The taxi driver (who had usefully alerted me to the delights of a local aperitif called Pineau de Charente) agreed that the gates outside the big house were identical to those in my photograph. It turned out that all the gates in the village were the same.

This minor diversion was entirely of my own making. I tend to travel casually, always getting there in the end. The man I finally extracted from the big house, 'Le Vieux Logis', was clearly in training for the title of the most unhelpful person in the western hemisphere and turned me away. I dragged my cases off down a hot lane. In the end, since the village was impenetrably walled, I hid them behind the gates of another big house and set off down its drive.

The avenue was cool and dark, shaded by enormous plane trees. The prize was at the bottom: a sunny 18th-century Charentais farmhouse sitting quietly amid wide lawns that led to the river. This was 'Le Logis de Bourg-Charente', where I should have been all along.

There were introductions on the terrace; almost immediately someone brought out a tray of tea and Madeleines. The blissful promise of that first impression was met time after time as the week progressed.

Bourg-Charente is a small village with a good 12th-century church and a major chateau, now a retirement home, in the heart of cognac country. The village is on the Charente, most languid of rivers, in which yellow lilies grow. It lies between Jarnac and Cognac, north of Bordeaux and west of Angouleme.

As a general location it had seemed to me to have several desirable attributes. I had bought a private painting holiday, an arrangement frequently advertised in magazines catering to amateur artists, in which hobby painters or beginners buy holidays in an attractive part of Europe. There are many variations. Sometimes painters stay in hotels or rooms and attend classes in a school. Sometimes they stay with English-speaking artists living abroad. Sometimes UK art teachers hire big villas and take parties of their students away to paint.

● **Stated goal 1**: In the travel passage, between which two places does Bourg-Charente lie?
The records below are unrelated to the travel passage.

● **Source records**:
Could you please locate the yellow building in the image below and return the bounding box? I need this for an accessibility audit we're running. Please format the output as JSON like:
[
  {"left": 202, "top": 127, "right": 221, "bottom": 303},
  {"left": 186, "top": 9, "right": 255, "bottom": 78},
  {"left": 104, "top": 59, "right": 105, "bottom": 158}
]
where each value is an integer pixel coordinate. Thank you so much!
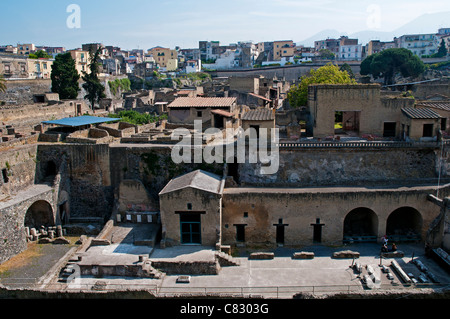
[
  {"left": 68, "top": 50, "right": 90, "bottom": 76},
  {"left": 273, "top": 40, "right": 295, "bottom": 61},
  {"left": 27, "top": 59, "right": 53, "bottom": 79},
  {"left": 148, "top": 47, "right": 178, "bottom": 71}
]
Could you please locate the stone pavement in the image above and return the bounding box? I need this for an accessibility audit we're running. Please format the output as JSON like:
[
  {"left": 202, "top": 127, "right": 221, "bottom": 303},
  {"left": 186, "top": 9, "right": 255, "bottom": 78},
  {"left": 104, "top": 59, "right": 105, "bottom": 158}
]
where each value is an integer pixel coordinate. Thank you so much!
[{"left": 56, "top": 243, "right": 450, "bottom": 298}]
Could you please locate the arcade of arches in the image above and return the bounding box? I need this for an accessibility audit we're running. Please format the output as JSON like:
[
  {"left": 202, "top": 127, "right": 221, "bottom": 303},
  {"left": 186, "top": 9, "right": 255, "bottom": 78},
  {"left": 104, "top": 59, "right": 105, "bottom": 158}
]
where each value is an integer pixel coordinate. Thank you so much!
[
  {"left": 344, "top": 207, "right": 423, "bottom": 241},
  {"left": 24, "top": 200, "right": 55, "bottom": 228}
]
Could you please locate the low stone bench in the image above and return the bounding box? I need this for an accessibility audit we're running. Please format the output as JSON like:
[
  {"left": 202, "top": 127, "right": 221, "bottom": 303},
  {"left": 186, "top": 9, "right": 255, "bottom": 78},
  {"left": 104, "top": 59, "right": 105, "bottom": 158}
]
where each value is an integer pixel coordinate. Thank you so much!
[
  {"left": 381, "top": 250, "right": 405, "bottom": 258},
  {"left": 333, "top": 250, "right": 359, "bottom": 258},
  {"left": 249, "top": 252, "right": 275, "bottom": 259},
  {"left": 292, "top": 251, "right": 314, "bottom": 259}
]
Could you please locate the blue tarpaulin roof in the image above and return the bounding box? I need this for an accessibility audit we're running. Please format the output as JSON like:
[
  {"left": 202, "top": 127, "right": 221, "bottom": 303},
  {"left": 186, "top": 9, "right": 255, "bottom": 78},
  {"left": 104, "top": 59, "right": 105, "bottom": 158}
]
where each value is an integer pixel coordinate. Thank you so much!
[{"left": 42, "top": 115, "right": 120, "bottom": 127}]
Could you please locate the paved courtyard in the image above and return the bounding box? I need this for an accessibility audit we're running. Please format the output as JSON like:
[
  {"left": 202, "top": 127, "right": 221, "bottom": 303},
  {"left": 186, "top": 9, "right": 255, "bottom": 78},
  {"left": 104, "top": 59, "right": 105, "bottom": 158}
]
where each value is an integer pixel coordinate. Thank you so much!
[{"left": 52, "top": 243, "right": 450, "bottom": 298}]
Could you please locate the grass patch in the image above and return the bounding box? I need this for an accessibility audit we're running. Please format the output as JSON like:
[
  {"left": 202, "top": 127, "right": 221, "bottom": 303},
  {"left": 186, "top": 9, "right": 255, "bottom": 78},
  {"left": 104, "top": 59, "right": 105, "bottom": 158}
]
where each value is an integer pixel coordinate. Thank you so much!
[{"left": 0, "top": 242, "right": 42, "bottom": 277}]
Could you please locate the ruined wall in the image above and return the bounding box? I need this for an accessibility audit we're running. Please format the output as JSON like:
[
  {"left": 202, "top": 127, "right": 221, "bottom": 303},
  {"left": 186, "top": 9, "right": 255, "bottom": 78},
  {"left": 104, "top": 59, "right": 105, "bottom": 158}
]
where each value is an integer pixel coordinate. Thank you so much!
[
  {"left": 160, "top": 188, "right": 221, "bottom": 246},
  {"left": 37, "top": 144, "right": 114, "bottom": 219},
  {"left": 110, "top": 144, "right": 223, "bottom": 202},
  {"left": 0, "top": 100, "right": 90, "bottom": 127},
  {"left": 239, "top": 147, "right": 447, "bottom": 187},
  {"left": 0, "top": 79, "right": 52, "bottom": 105},
  {"left": 222, "top": 187, "right": 450, "bottom": 246},
  {"left": 0, "top": 143, "right": 37, "bottom": 199},
  {"left": 0, "top": 189, "right": 55, "bottom": 264}
]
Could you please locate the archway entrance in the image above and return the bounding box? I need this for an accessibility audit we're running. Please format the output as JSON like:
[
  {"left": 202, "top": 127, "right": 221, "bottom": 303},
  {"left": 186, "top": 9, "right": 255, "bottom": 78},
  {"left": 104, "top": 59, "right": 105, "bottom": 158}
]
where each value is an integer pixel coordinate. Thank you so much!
[
  {"left": 24, "top": 200, "right": 55, "bottom": 229},
  {"left": 344, "top": 207, "right": 378, "bottom": 242},
  {"left": 386, "top": 207, "right": 423, "bottom": 241}
]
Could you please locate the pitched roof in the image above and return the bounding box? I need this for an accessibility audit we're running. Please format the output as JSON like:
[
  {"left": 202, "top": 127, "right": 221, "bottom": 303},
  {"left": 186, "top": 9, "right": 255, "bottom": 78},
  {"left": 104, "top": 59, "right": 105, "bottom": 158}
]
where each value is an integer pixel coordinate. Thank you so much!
[
  {"left": 402, "top": 107, "right": 441, "bottom": 119},
  {"left": 417, "top": 100, "right": 450, "bottom": 111},
  {"left": 167, "top": 97, "right": 236, "bottom": 108},
  {"left": 42, "top": 115, "right": 121, "bottom": 127},
  {"left": 242, "top": 109, "right": 274, "bottom": 121},
  {"left": 211, "top": 109, "right": 234, "bottom": 117},
  {"left": 159, "top": 169, "right": 223, "bottom": 195}
]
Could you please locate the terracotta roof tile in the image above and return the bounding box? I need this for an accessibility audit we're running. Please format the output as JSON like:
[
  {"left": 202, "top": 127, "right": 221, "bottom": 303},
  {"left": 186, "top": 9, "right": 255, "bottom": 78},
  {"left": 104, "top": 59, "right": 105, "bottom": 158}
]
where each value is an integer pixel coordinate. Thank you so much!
[
  {"left": 242, "top": 109, "right": 274, "bottom": 121},
  {"left": 402, "top": 107, "right": 441, "bottom": 119},
  {"left": 168, "top": 97, "right": 236, "bottom": 108}
]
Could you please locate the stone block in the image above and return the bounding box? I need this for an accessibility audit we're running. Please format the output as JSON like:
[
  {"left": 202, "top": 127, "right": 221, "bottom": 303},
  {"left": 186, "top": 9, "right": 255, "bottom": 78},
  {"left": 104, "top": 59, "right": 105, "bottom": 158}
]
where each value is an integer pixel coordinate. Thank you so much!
[
  {"left": 333, "top": 250, "right": 359, "bottom": 258},
  {"left": 52, "top": 237, "right": 70, "bottom": 245},
  {"left": 249, "top": 252, "right": 275, "bottom": 259},
  {"left": 381, "top": 250, "right": 405, "bottom": 258},
  {"left": 292, "top": 251, "right": 314, "bottom": 259}
]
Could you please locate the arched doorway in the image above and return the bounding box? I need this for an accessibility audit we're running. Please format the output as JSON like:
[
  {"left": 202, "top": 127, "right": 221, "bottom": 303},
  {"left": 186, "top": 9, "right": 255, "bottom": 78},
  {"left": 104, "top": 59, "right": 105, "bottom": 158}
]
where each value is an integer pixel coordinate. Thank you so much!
[
  {"left": 24, "top": 200, "right": 55, "bottom": 229},
  {"left": 344, "top": 207, "right": 378, "bottom": 242},
  {"left": 386, "top": 207, "right": 423, "bottom": 241}
]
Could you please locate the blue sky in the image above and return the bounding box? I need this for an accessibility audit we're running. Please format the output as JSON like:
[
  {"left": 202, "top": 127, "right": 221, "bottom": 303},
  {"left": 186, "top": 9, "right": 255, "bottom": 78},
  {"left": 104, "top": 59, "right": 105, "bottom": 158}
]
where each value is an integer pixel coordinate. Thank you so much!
[{"left": 0, "top": 0, "right": 450, "bottom": 49}]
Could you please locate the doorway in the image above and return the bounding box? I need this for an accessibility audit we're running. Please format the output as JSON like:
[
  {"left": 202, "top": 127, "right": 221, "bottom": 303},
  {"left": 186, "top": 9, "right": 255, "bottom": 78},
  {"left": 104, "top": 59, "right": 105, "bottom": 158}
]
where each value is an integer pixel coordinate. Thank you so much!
[
  {"left": 234, "top": 224, "right": 247, "bottom": 243},
  {"left": 311, "top": 218, "right": 325, "bottom": 243},
  {"left": 273, "top": 218, "right": 288, "bottom": 245},
  {"left": 180, "top": 212, "right": 202, "bottom": 244}
]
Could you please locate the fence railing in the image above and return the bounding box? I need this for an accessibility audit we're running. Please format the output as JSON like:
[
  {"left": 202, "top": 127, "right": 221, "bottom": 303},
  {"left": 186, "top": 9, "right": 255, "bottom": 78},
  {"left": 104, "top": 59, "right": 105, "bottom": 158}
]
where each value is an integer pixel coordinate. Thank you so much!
[
  {"left": 0, "top": 278, "right": 450, "bottom": 299},
  {"left": 278, "top": 141, "right": 450, "bottom": 148}
]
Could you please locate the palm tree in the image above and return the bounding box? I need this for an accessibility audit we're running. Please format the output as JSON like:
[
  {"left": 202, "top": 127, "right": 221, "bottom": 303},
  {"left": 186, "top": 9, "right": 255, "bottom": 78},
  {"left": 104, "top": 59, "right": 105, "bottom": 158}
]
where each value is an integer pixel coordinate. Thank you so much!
[{"left": 0, "top": 74, "right": 6, "bottom": 92}]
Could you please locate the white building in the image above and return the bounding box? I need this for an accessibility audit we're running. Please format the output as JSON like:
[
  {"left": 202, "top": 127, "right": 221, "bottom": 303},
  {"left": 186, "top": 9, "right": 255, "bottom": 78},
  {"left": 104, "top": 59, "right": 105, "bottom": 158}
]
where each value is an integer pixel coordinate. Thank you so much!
[
  {"left": 186, "top": 60, "right": 202, "bottom": 73},
  {"left": 203, "top": 49, "right": 241, "bottom": 70},
  {"left": 337, "top": 36, "right": 362, "bottom": 61},
  {"left": 394, "top": 33, "right": 440, "bottom": 57}
]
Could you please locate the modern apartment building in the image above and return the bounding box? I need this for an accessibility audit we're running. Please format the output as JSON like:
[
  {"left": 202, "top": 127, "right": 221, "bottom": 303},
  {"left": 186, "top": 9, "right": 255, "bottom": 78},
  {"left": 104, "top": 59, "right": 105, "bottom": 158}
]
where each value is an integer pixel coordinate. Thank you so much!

● **Stated goal 2**: Pick out every line of the records that contains the word "blue", treating uppercase and lowercase as different, and copy each one.

● **Correct response 1**: Jarnac and Cognac.

● **Correct response 2**:
Could you please locate the blue tarpaulin roof in the image above and return the bounding box? I need this for an accessibility audit we're running. Please format the output as JSON like:
Could you please locate the blue sky in the image above and return the bounding box? I need this for an accessibility audit we're running. Please format the output as JSON like:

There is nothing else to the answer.